Problem
Give the records below as a numbered list, running from the line with "Trail camera triggered overnight. Can you mark every camel ear" up to and including the line with "[0,194,600,204]", and leave out any blank lines.

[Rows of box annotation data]
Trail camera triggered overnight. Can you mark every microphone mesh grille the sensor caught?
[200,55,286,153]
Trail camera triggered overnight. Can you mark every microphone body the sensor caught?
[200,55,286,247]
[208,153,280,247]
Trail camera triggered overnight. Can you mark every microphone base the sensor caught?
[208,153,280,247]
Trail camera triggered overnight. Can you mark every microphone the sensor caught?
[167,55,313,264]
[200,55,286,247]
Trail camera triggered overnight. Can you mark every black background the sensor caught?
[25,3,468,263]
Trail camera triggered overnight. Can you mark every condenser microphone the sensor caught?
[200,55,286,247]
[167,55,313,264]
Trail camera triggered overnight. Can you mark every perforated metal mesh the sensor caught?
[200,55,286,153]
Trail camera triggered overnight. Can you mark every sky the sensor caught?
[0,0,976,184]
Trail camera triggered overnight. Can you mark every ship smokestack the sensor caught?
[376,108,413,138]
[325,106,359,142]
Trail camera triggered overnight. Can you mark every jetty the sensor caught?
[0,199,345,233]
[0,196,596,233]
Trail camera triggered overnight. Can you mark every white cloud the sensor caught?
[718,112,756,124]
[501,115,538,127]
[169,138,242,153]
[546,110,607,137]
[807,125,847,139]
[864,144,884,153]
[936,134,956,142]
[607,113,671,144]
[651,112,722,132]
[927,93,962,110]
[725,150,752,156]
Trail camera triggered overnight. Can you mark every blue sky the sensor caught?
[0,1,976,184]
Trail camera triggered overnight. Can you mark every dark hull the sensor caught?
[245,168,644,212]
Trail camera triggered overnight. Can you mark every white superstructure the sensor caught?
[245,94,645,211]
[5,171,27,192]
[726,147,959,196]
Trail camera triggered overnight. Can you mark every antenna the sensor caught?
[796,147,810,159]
==
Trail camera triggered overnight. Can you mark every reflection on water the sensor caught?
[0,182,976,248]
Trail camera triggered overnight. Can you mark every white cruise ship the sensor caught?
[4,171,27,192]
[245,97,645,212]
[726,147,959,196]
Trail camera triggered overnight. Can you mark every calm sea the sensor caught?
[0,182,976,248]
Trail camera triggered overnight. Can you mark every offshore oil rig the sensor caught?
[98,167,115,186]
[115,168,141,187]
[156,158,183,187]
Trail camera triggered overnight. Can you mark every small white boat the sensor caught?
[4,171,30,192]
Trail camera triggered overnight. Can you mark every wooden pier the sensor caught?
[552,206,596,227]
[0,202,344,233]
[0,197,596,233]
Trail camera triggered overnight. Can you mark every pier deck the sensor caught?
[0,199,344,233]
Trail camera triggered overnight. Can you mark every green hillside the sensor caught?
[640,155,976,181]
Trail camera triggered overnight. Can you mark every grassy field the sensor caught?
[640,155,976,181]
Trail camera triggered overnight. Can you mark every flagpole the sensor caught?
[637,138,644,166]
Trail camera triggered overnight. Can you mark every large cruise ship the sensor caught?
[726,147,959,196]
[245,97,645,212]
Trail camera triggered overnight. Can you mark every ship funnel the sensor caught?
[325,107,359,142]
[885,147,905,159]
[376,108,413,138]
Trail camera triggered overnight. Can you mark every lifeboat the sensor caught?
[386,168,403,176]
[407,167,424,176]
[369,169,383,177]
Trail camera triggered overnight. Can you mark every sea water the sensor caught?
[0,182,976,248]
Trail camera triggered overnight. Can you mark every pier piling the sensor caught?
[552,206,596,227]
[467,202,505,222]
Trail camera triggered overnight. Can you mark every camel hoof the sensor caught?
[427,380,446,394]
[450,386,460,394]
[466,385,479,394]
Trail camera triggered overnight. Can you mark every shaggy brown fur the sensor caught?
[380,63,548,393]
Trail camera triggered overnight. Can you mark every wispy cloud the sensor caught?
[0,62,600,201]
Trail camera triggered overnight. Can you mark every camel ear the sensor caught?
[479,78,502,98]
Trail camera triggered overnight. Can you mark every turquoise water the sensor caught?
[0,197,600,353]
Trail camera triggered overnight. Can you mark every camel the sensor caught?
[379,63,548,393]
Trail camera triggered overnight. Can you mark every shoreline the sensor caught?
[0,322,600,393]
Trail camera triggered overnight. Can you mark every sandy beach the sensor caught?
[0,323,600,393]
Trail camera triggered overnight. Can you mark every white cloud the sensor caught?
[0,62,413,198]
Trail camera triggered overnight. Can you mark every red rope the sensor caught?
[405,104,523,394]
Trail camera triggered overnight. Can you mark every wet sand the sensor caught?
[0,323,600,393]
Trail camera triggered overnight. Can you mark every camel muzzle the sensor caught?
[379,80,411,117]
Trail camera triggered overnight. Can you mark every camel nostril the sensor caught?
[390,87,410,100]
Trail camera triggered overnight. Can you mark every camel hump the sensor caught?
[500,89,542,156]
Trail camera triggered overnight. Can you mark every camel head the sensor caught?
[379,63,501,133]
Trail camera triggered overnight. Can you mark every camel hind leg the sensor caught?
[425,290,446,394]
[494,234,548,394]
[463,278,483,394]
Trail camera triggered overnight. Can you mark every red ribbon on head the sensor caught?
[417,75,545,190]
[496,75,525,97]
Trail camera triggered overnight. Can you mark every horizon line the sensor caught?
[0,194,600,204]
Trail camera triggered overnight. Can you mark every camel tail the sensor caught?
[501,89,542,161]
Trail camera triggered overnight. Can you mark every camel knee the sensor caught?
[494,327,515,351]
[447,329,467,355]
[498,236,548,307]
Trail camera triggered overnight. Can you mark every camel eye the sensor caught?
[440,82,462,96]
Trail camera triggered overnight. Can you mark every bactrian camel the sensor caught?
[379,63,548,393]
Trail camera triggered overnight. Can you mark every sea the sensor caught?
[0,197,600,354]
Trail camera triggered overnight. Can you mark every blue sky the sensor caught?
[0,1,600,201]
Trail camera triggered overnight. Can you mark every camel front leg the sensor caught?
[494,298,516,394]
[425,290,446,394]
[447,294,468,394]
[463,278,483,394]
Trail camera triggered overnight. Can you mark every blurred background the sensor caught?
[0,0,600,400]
---
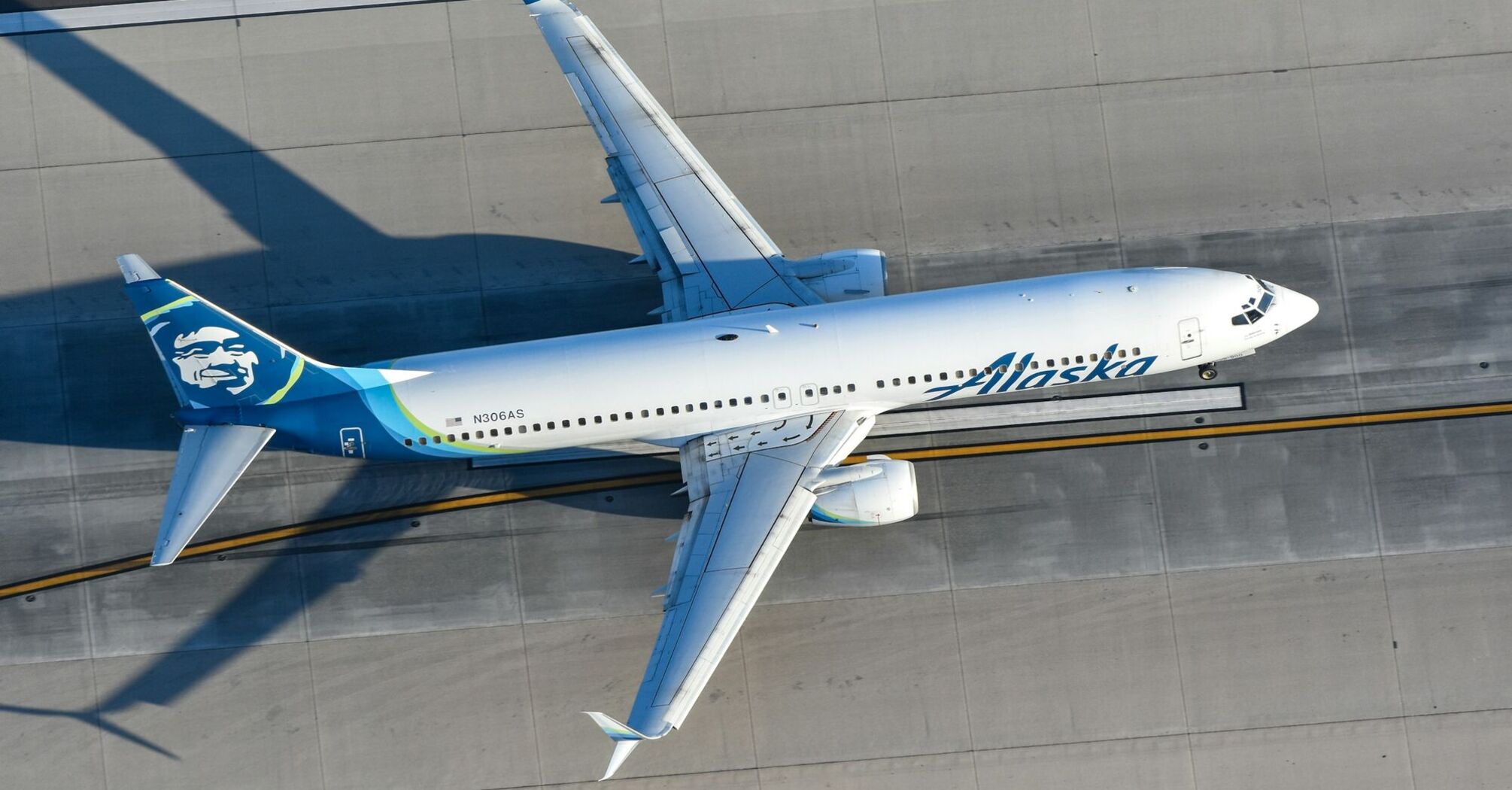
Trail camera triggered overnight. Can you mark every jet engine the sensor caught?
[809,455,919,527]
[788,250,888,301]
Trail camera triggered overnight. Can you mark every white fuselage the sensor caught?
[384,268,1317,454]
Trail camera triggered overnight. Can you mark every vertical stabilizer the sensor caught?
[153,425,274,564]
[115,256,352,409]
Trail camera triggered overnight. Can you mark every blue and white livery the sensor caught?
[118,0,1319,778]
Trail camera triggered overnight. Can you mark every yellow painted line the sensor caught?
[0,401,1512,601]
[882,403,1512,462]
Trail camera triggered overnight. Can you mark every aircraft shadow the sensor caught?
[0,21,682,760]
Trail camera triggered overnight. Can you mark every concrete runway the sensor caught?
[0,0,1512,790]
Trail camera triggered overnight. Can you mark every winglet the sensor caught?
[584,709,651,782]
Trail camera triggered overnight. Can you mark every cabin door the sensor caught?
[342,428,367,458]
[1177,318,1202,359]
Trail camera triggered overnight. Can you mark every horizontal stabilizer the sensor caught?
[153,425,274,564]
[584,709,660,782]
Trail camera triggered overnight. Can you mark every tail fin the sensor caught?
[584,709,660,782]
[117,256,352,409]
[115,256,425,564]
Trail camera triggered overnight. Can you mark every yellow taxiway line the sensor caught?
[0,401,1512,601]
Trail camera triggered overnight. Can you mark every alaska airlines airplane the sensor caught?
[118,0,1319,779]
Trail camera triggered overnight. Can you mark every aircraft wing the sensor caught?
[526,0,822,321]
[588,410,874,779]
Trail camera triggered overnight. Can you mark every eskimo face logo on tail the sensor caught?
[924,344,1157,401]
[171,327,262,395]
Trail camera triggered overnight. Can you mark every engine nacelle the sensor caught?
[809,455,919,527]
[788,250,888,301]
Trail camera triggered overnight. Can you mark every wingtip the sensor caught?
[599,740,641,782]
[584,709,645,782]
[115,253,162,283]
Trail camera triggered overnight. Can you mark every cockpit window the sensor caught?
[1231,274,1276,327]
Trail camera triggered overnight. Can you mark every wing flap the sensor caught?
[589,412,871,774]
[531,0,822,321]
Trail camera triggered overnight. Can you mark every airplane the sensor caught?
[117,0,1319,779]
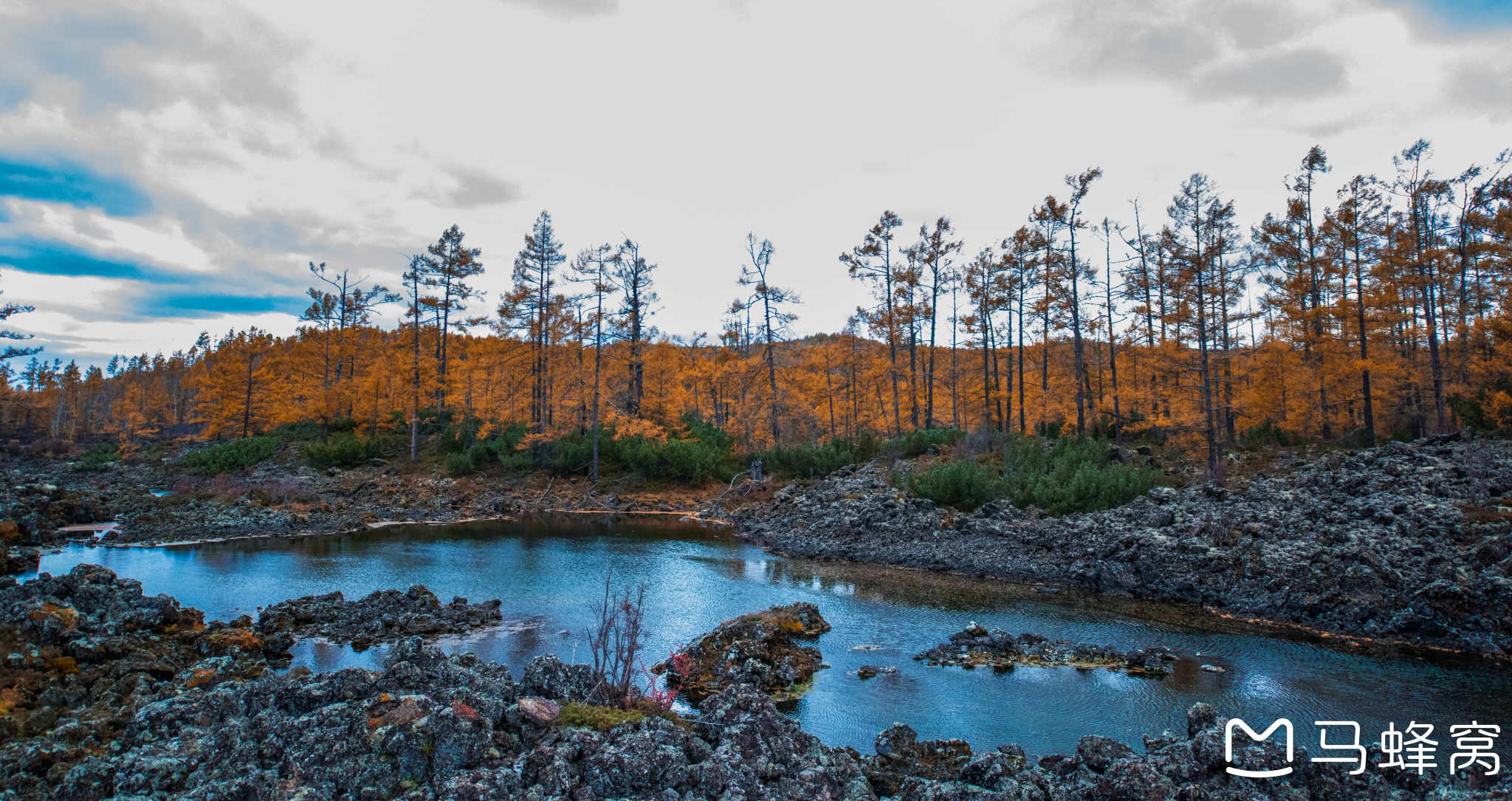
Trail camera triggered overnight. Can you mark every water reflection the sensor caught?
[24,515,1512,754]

The response
1. Trail camera triggered overnight. Can you mark every camel ear the sensor caught?
2. [479,78,502,98]
3. Trail camera triggered overnight. Can you mark every turquoise water the sensor caught?
4. [0,197,600,353]
5. Trail camera triggered overnight. Can you mark every camel the sensor caught?
6. [379,63,548,393]
7. Trail camera triggered overnight. Can you mark every shoreline the sensor caught?
8. [0,322,600,393]
9. Trail camera triggered overnight. Can you mark every sandy beach the sensor caught?
10. [0,323,600,393]
11. Trail camera triggered overnight. Can you mark every white cloud the sensor caught?
12. [0,62,413,198]
13. Trail camera triggered overnight. Can you mark every red rope the sensor caught?
14. [405,104,523,394]
15. Trail camera triggered overnight. Can you mark every wet sand the sensor caught?
16. [0,323,600,393]
17. Trail camera triggered overnight. Can you mark every camel muzzle the sensor caught?
18. [379,80,411,117]
19. Trail camera triggered overnight. Can you mark every camel nostril the sensor caught?
20. [390,87,410,100]
21. Trail camera triggered overnight. Can you mark every camel hump the sensor caught?
22. [500,89,542,156]
23. Trail camera triggered overnight. Can you mark every camel head the sensor caught?
24. [379,63,501,133]
25. Trail camera triggered overnight. Can you mark every camel hind leg the sensor caught?
26. [425,290,446,394]
27. [494,234,548,394]
28. [463,278,483,394]
29. Trail camera triggered overnight. Can you mark every red ribbon on head the sensor caught?
30. [417,75,545,190]
31. [496,75,525,97]
32. Trail camera triggered overnight. Can you mark every horizon line the sensor caught?
33. [0,194,600,204]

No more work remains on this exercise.